> _What you should do_
Which lines of the rows below contain the word "house"? Copy each of those lines.

> _Excerpted records_
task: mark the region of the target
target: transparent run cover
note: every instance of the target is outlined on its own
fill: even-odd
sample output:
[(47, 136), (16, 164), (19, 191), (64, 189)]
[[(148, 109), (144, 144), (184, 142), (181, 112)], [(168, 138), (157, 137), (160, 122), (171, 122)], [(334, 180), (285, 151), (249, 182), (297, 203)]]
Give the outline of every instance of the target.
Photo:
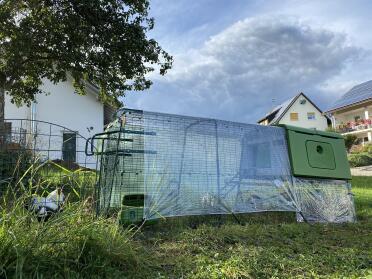
[(355, 220), (347, 181), (292, 176), (284, 128), (123, 110), (107, 131), (106, 210), (142, 195), (145, 219), (293, 211), (299, 221)]

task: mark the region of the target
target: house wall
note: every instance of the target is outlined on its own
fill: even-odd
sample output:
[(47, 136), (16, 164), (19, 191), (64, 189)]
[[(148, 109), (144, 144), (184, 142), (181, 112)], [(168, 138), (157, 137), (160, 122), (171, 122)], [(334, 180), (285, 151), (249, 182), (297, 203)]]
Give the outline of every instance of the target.
[[(97, 94), (92, 89), (87, 88), (87, 94), (84, 96), (78, 95), (75, 93), (71, 80), (57, 84), (45, 80), (41, 89), (49, 94), (38, 94), (36, 103), (31, 107), (18, 108), (11, 104), (10, 97), (6, 96), (5, 118), (47, 121), (64, 126), (85, 138), (103, 131), (103, 104), (98, 101)], [(19, 122), (16, 123), (16, 121), (12, 124), (14, 128), (17, 125), (19, 126)], [(28, 132), (37, 132), (37, 149), (40, 150), (41, 156), (62, 159), (63, 133), (68, 130), (45, 123), (39, 123), (33, 127), (23, 126), (23, 128), (26, 128)], [(84, 154), (84, 138), (78, 136), (76, 145), (77, 163), (86, 164), (87, 160), (93, 159), (87, 159)]]
[[(301, 104), (300, 101), (305, 99), (303, 96), (297, 98), (297, 100), (293, 103), (293, 105), (289, 108), (289, 110), (283, 115), (282, 119), (279, 121), (280, 124), (287, 124), (298, 126), (302, 128), (308, 129), (316, 129), (324, 131), (327, 129), (327, 118), (322, 115), (322, 113), (316, 109), (311, 102), (306, 100), (305, 104)], [(298, 113), (298, 120), (294, 121), (290, 119), (290, 113), (297, 112)], [(307, 118), (308, 112), (315, 113), (315, 119), (309, 120)]]

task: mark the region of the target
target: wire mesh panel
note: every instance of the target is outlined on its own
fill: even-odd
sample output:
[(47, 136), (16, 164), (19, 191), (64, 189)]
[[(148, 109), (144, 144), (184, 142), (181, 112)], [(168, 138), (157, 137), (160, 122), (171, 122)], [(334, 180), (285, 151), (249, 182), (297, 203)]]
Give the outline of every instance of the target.
[(101, 212), (142, 196), (148, 220), (260, 211), (355, 220), (347, 181), (292, 175), (281, 127), (122, 109), (96, 139)]
[(284, 130), (144, 112), (147, 219), (295, 211)]
[(76, 197), (93, 190), (96, 158), (85, 155), (86, 138), (78, 131), (28, 119), (5, 119), (3, 126), (0, 195), (25, 186), (30, 194), (58, 187)]

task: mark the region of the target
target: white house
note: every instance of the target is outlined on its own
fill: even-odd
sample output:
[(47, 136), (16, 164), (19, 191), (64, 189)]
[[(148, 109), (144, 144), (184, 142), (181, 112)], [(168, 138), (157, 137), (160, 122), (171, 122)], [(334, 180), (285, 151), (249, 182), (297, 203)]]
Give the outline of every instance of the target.
[(283, 102), (257, 121), (261, 125), (287, 124), (324, 131), (328, 118), (304, 93)]
[(327, 113), (332, 126), (343, 135), (355, 135), (359, 142), (372, 142), (372, 80), (354, 86)]
[(85, 139), (103, 132), (114, 109), (98, 100), (99, 89), (93, 84), (87, 84), (86, 95), (75, 93), (71, 78), (57, 84), (45, 80), (41, 89), (48, 94), (36, 95), (29, 107), (17, 107), (5, 96), (4, 113), (12, 141), (27, 136), (45, 158), (87, 165)]

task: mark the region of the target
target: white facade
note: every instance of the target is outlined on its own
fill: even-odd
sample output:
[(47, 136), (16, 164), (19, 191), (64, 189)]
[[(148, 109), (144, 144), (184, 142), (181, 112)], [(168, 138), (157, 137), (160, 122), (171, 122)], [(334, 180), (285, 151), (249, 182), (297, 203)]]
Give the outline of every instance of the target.
[(328, 128), (328, 118), (304, 93), (299, 93), (277, 106), (258, 123), (261, 125), (286, 124), (320, 131)]
[(83, 152), (85, 138), (102, 132), (104, 128), (104, 105), (98, 100), (97, 88), (89, 85), (86, 87), (86, 95), (79, 95), (75, 93), (71, 80), (57, 84), (46, 80), (41, 89), (48, 94), (36, 95), (36, 102), (30, 107), (17, 107), (10, 102), (10, 96), (6, 95), (5, 119), (46, 121), (66, 127), (69, 130), (32, 121), (23, 121), (22, 127), (19, 127), (20, 121), (8, 121), (12, 122), (12, 129), (22, 128), (21, 130), (27, 131), (27, 135), (37, 134), (37, 149), (40, 150), (41, 156), (48, 159), (64, 159), (65, 155), (61, 153), (62, 145), (66, 141), (64, 136), (76, 133), (76, 140), (70, 140), (74, 142), (72, 150), (75, 149), (75, 158), (71, 161), (86, 163), (87, 158)]
[[(306, 102), (303, 102), (305, 100)], [(298, 114), (298, 120), (291, 119), (291, 113)], [(314, 113), (314, 119), (308, 114)], [(327, 118), (305, 97), (299, 96), (279, 120), (279, 124), (287, 124), (307, 129), (324, 131), (327, 129)]]
[(372, 102), (350, 105), (332, 113), (332, 126), (343, 135), (355, 135), (362, 144), (372, 142)]

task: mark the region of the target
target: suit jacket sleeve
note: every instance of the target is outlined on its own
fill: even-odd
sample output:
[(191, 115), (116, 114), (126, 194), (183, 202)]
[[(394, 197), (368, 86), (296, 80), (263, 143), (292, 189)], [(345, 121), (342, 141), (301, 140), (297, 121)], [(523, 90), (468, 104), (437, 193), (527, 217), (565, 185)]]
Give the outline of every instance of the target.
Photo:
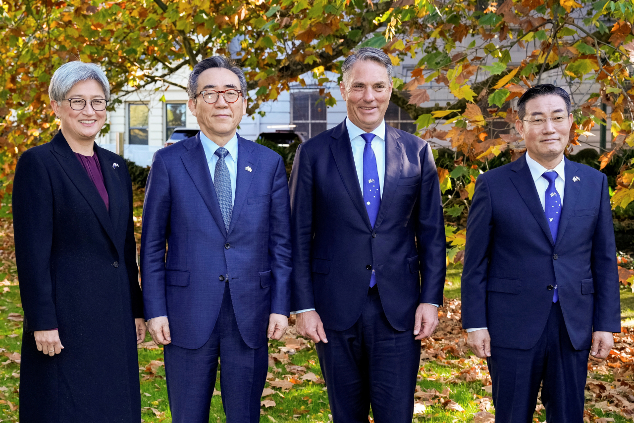
[(165, 253), (171, 206), (169, 175), (157, 152), (145, 185), (141, 238), (143, 308), (147, 320), (167, 315)]
[[(564, 200), (565, 201), (565, 200)], [(603, 175), (601, 203), (592, 239), (590, 267), (595, 287), (593, 331), (621, 332), (621, 300), (614, 226), (607, 177)]]
[(13, 180), (13, 229), (25, 331), (58, 326), (53, 299), (53, 187), (44, 163), (26, 151)]
[(467, 221), (467, 245), (461, 285), (462, 327), (465, 329), (487, 326), (486, 282), (493, 231), (493, 216), (489, 185), (484, 175), (481, 175), (476, 182)]
[[(127, 166), (126, 166), (127, 167)], [(134, 239), (134, 222), (132, 208), (132, 180), (130, 173), (126, 169), (126, 188), (127, 189), (127, 203), (130, 213), (127, 218), (127, 227), (126, 230), (126, 243), (124, 246), (124, 257), (126, 269), (130, 281), (130, 297), (132, 299), (132, 314), (135, 319), (143, 317), (143, 299), (139, 285), (139, 267), (136, 265), (136, 240)]]
[(278, 160), (271, 196), (269, 255), (273, 285), (271, 312), (288, 316), (290, 312), (290, 199), (286, 168), (281, 158)]
[(311, 276), (313, 239), (313, 170), (304, 144), (297, 148), (290, 171), (290, 232), (293, 246), (291, 273), (293, 310), (314, 308)]
[(438, 172), (429, 144), (422, 154), (422, 175), (416, 234), (421, 266), (419, 302), (441, 305), (447, 271), (443, 200)]

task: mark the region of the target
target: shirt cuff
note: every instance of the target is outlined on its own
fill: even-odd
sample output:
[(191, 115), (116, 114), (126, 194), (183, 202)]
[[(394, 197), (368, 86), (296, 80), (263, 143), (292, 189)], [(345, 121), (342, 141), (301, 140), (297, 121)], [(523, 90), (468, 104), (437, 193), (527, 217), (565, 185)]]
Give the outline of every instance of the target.
[(303, 313), (306, 311), (314, 311), (314, 309), (304, 309), (303, 310), (298, 310), (297, 311), (291, 311), (290, 314), (299, 314), (299, 313)]

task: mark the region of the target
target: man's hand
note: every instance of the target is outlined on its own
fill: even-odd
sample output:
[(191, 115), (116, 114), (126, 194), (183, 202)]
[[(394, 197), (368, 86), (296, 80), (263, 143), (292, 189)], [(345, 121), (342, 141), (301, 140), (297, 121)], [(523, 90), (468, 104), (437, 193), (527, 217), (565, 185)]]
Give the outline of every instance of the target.
[(283, 314), (271, 313), (269, 315), (269, 330), (266, 336), (269, 339), (280, 340), (288, 328), (288, 318)]
[(605, 358), (614, 345), (612, 332), (592, 332), (592, 348), (590, 355), (595, 358)]
[(64, 346), (60, 340), (60, 332), (57, 330), (36, 330), (33, 332), (38, 351), (53, 357), (61, 352)]
[(469, 332), (467, 335), (467, 345), (480, 358), (491, 356), (491, 337), (488, 329)]
[(167, 345), (172, 342), (169, 336), (169, 322), (167, 318), (154, 318), (148, 321), (148, 330), (152, 339), (158, 345)]
[(145, 319), (134, 319), (134, 326), (136, 327), (136, 344), (138, 345), (145, 340)]
[(328, 344), (326, 332), (323, 330), (323, 323), (316, 311), (304, 311), (303, 313), (298, 313), (297, 316), (297, 321), (295, 327), (298, 333), (302, 337), (310, 338), (315, 344), (320, 341)]
[(414, 318), (414, 339), (420, 340), (430, 336), (438, 326), (438, 307), (431, 304), (420, 304)]

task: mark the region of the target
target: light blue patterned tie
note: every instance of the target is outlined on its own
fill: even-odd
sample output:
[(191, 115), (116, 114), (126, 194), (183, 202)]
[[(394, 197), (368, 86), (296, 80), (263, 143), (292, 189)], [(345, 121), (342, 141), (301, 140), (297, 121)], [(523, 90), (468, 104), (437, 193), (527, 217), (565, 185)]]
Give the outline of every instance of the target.
[(214, 154), (218, 156), (218, 161), (216, 163), (216, 170), (214, 171), (214, 188), (216, 189), (216, 195), (218, 197), (220, 210), (223, 212), (224, 229), (228, 233), (229, 225), (231, 222), (231, 213), (233, 211), (233, 204), (231, 200), (231, 178), (229, 176), (229, 169), (224, 161), (224, 158), (229, 154), (229, 151), (221, 147)]
[[(361, 138), (365, 141), (363, 148), (363, 202), (365, 203), (365, 210), (368, 211), (370, 218), (370, 224), (374, 227), (378, 215), (378, 208), (381, 205), (381, 192), (378, 185), (378, 170), (377, 168), (377, 158), (372, 150), (372, 140), (373, 133), (361, 134)], [(370, 277), (370, 287), (377, 285), (377, 275), (372, 269)]]
[[(557, 172), (544, 172), (542, 177), (548, 181), (548, 187), (544, 193), (544, 213), (546, 213), (546, 220), (548, 221), (548, 227), (550, 228), (550, 234), (553, 237), (553, 242), (557, 242), (557, 233), (559, 229), (559, 218), (561, 217), (561, 198), (555, 187), (555, 180), (557, 179)], [(557, 291), (557, 284), (555, 284), (555, 293), (553, 295), (553, 302), (559, 300), (559, 294)]]

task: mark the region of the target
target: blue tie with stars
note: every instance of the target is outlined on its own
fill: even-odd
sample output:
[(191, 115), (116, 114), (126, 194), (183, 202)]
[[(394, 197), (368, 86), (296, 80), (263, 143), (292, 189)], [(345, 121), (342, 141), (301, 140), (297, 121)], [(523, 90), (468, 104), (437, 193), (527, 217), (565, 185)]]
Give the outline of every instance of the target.
[[(361, 134), (361, 138), (365, 141), (363, 147), (363, 202), (365, 203), (365, 210), (368, 211), (370, 218), (370, 224), (374, 227), (378, 215), (378, 208), (381, 205), (381, 191), (378, 185), (378, 170), (377, 168), (377, 158), (372, 150), (372, 140), (373, 133)], [(370, 287), (377, 285), (377, 276), (372, 269), (372, 274), (370, 277)]]
[[(544, 172), (541, 175), (548, 181), (548, 187), (544, 194), (544, 212), (546, 213), (546, 220), (548, 222), (550, 228), (550, 234), (553, 237), (553, 242), (557, 241), (557, 232), (559, 227), (559, 218), (561, 217), (561, 198), (555, 187), (555, 180), (557, 179), (557, 172)], [(557, 292), (557, 285), (555, 285), (555, 294), (553, 295), (553, 302), (559, 300), (559, 295)]]
[(216, 169), (214, 171), (214, 189), (216, 195), (218, 197), (218, 204), (223, 213), (223, 220), (224, 220), (224, 229), (229, 232), (229, 225), (231, 222), (231, 213), (233, 212), (233, 201), (231, 199), (231, 178), (229, 176), (229, 168), (224, 161), (224, 158), (229, 151), (222, 147), (219, 147), (214, 153), (218, 156), (218, 161), (216, 162)]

> _Answer to this problem_
target: house wall
target: white house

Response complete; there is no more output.